[Dataset records]
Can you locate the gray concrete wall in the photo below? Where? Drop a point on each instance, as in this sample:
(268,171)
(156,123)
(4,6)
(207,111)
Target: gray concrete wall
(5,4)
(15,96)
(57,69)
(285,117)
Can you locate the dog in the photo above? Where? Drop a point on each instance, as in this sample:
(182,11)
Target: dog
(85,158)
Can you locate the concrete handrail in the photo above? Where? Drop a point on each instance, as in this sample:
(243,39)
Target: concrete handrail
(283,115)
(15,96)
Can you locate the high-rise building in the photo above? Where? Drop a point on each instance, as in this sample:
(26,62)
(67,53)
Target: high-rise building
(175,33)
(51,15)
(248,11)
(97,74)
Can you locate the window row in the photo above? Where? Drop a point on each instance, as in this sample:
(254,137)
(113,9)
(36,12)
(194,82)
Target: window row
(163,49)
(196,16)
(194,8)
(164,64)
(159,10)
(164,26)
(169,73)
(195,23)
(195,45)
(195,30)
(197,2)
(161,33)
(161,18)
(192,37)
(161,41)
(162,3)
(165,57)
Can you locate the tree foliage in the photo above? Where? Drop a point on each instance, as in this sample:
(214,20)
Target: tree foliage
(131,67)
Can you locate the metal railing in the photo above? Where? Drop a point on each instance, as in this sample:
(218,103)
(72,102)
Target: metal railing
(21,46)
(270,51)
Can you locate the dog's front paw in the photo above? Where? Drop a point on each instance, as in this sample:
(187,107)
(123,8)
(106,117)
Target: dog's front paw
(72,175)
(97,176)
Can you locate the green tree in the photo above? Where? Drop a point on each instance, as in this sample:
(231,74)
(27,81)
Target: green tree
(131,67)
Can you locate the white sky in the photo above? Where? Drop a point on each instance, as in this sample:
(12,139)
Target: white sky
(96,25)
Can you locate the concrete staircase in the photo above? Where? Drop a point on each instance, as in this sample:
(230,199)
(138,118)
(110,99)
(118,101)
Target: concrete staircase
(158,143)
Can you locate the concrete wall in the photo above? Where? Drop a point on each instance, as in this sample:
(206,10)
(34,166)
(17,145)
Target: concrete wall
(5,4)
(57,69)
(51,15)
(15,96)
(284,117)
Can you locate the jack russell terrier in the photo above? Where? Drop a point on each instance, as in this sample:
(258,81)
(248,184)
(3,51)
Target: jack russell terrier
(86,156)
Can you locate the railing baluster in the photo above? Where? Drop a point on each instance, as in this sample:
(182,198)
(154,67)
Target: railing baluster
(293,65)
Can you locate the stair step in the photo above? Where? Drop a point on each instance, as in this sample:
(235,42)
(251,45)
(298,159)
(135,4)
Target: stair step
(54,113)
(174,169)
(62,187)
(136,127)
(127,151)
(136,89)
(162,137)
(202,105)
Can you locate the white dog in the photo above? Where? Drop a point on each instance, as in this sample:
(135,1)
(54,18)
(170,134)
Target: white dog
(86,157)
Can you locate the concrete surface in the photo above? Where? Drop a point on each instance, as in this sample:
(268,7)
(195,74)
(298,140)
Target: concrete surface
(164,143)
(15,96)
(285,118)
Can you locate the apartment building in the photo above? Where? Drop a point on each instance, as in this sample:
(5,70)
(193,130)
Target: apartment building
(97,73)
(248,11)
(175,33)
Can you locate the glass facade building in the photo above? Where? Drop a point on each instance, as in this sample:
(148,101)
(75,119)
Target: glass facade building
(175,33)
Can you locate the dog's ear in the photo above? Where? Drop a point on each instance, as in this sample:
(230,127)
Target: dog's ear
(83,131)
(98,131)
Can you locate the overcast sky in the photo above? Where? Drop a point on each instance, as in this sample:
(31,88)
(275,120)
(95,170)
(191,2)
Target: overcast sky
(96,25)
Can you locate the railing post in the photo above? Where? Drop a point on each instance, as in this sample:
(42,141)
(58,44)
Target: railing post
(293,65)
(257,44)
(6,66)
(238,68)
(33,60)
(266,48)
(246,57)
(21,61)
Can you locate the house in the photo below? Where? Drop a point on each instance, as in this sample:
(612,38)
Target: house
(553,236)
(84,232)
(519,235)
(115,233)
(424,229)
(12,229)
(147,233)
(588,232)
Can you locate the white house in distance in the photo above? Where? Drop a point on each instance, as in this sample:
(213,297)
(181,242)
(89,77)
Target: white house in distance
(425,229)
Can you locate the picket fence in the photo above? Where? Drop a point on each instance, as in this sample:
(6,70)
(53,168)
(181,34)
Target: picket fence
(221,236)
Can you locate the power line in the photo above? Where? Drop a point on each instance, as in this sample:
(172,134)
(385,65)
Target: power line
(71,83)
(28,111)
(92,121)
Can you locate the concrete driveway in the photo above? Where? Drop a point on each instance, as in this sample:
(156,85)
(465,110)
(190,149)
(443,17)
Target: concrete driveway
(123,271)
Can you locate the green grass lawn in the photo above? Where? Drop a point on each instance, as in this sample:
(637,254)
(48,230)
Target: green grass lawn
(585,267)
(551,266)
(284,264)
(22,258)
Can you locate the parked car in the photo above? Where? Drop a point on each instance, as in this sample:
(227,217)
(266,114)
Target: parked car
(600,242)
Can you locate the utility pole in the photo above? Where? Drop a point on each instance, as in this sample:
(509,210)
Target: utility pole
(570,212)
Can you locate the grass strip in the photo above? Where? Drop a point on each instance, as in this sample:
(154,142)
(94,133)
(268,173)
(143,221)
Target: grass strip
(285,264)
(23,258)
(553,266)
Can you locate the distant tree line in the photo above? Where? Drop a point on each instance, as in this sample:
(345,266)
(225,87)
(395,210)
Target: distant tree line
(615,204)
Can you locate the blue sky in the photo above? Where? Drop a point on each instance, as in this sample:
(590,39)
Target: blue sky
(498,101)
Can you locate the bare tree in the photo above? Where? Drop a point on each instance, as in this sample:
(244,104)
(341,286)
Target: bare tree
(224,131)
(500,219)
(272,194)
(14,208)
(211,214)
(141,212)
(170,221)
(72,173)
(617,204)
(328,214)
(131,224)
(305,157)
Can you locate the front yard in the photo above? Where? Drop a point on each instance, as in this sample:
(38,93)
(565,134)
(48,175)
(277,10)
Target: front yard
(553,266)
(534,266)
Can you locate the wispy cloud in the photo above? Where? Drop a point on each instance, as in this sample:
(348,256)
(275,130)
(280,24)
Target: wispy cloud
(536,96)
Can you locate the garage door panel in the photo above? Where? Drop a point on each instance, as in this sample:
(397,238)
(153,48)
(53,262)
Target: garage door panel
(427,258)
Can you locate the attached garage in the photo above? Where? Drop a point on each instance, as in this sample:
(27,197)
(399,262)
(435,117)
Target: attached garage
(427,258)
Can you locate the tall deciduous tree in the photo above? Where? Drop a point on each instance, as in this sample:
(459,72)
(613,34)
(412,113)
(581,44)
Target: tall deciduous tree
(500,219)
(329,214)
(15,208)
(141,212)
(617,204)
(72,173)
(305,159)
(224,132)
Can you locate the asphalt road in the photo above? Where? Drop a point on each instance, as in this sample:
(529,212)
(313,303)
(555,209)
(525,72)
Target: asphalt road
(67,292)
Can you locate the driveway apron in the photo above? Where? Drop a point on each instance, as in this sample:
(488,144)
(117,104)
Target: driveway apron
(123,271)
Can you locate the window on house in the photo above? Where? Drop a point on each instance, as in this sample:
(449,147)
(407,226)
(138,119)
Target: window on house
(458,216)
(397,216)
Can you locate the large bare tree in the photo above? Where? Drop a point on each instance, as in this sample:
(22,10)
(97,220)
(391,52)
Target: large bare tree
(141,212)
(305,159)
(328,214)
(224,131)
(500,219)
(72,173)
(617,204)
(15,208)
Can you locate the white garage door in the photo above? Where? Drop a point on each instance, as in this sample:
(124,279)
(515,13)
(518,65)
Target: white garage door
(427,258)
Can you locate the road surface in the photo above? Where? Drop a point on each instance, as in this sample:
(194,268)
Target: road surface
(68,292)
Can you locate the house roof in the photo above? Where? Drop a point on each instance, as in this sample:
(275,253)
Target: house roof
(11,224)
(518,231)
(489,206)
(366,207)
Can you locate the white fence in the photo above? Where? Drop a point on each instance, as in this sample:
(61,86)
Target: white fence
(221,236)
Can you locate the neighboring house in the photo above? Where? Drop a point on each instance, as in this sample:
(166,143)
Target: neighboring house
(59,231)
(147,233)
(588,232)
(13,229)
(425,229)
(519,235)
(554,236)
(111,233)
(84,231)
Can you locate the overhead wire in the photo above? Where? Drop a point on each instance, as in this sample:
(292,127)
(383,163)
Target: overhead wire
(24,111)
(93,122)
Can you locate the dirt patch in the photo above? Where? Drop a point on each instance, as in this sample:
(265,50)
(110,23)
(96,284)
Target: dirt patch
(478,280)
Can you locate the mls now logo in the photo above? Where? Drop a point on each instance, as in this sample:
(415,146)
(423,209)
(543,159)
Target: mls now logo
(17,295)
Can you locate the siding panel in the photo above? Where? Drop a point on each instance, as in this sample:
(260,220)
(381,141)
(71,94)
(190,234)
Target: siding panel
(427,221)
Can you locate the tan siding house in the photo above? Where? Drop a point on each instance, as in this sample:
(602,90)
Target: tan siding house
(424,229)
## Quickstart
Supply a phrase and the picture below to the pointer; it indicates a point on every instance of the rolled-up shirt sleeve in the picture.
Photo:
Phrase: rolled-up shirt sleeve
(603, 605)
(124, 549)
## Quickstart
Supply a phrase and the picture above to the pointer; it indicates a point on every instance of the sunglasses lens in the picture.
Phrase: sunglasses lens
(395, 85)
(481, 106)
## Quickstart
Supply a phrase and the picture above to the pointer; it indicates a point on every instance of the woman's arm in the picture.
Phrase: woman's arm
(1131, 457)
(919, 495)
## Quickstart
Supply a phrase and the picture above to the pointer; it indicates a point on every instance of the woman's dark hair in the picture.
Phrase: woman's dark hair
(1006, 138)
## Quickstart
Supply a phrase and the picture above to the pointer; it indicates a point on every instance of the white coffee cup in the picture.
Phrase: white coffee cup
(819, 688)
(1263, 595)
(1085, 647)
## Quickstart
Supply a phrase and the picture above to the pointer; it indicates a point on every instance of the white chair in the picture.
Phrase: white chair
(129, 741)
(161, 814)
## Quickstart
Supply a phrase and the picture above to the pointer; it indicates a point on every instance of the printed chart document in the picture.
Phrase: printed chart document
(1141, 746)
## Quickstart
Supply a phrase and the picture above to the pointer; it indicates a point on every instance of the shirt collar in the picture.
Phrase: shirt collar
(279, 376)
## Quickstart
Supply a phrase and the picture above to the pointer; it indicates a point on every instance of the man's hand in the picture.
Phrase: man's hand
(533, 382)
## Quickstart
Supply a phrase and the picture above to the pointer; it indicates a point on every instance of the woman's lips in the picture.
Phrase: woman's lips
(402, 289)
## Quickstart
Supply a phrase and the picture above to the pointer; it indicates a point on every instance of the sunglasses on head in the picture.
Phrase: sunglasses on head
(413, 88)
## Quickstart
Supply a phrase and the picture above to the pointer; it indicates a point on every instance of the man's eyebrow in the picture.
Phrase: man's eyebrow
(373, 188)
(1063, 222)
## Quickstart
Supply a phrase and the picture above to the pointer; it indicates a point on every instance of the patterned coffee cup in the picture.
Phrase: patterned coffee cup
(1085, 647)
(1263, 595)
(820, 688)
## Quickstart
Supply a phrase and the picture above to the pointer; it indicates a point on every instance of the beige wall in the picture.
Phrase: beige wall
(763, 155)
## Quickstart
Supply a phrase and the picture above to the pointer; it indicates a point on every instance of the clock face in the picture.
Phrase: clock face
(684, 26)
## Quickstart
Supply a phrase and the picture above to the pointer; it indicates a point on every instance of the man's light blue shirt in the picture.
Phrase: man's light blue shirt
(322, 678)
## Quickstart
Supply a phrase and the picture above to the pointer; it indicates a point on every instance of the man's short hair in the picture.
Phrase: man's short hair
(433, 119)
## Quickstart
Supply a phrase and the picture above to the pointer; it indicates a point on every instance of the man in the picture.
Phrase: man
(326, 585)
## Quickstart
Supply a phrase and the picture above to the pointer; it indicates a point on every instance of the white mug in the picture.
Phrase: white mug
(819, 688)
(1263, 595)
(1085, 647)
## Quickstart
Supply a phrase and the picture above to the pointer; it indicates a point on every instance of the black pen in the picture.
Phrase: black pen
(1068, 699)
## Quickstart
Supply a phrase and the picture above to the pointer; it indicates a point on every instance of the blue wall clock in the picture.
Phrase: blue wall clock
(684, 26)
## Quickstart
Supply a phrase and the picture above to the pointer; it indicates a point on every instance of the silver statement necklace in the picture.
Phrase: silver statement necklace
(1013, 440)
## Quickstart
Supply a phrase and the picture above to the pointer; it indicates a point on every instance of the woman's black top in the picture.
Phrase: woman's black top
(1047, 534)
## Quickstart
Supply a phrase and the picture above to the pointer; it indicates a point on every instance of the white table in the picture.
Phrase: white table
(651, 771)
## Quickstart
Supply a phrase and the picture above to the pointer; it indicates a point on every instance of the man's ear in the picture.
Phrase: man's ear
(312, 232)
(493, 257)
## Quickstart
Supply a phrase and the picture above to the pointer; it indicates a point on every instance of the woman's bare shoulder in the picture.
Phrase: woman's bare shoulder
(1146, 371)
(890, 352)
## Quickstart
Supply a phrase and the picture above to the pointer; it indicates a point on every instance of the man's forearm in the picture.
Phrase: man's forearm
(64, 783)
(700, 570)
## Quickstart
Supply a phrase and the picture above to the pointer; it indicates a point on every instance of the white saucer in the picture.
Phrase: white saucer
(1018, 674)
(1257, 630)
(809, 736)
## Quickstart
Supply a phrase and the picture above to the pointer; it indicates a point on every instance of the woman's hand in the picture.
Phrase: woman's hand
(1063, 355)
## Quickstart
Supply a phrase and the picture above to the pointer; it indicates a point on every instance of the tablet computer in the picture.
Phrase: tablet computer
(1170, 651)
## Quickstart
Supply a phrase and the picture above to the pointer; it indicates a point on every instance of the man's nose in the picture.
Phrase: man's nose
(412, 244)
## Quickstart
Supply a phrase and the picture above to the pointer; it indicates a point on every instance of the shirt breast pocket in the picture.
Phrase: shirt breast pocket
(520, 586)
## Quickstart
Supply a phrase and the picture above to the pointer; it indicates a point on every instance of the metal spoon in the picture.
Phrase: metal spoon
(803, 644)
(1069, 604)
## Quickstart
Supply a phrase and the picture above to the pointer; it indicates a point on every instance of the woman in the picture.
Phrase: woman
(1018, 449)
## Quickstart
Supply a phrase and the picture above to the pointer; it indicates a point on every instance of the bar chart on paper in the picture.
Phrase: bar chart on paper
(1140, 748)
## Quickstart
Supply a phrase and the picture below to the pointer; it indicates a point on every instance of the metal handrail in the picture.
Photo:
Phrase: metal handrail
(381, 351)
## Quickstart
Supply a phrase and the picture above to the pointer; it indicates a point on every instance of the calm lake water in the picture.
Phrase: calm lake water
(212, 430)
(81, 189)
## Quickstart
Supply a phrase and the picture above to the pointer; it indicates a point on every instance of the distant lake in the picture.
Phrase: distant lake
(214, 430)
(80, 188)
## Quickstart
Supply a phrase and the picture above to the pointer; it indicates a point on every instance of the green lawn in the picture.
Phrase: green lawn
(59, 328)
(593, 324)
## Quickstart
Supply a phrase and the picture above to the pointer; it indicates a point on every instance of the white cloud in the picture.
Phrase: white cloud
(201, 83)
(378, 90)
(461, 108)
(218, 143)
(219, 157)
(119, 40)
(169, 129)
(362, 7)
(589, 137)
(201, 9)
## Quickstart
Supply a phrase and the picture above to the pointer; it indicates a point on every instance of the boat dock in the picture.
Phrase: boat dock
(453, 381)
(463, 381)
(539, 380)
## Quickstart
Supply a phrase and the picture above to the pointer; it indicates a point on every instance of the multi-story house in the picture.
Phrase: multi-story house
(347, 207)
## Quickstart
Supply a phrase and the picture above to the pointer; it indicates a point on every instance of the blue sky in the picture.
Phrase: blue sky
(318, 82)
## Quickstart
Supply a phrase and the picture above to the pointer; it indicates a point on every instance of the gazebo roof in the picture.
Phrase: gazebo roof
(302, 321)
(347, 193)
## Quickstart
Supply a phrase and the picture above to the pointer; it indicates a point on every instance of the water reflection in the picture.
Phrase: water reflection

→ **GIVEN REQUEST**:
Report how many lines of the listing contain the string "blue", with case counting, and give only that number.

→ **SOLUTION FOR THIS EXERCISE**:
8